Task details ->
Reproduce every line of the material below, scaling each x and y coordinate in the answer points by 1.15 and rounding to the nearest whole number, with halves rounded up. Leave the opening lines as they are, including the sample coordinates in them.

━━━━━ Data shown ━━━━━

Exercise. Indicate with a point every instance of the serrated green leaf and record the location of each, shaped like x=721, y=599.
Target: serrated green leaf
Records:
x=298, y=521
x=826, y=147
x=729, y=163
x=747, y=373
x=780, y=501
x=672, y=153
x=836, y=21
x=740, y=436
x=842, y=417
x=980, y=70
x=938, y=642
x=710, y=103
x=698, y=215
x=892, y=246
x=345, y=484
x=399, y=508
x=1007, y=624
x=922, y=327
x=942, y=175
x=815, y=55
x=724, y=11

━━━━━

Task result ->
Exercise. Indicate with a point every instance of the serrated green leaf and record the location of each, shaped like x=721, y=599.
Target: serrated green leaf
Records:
x=343, y=599
x=950, y=169
x=838, y=187
x=859, y=429
x=897, y=576
x=773, y=176
x=961, y=24
x=851, y=501
x=968, y=480
x=1127, y=81
x=1079, y=738
x=817, y=118
x=803, y=247
x=1026, y=283
x=397, y=557
x=459, y=584
x=1158, y=718
x=1060, y=376
x=1083, y=201
x=937, y=63
x=833, y=13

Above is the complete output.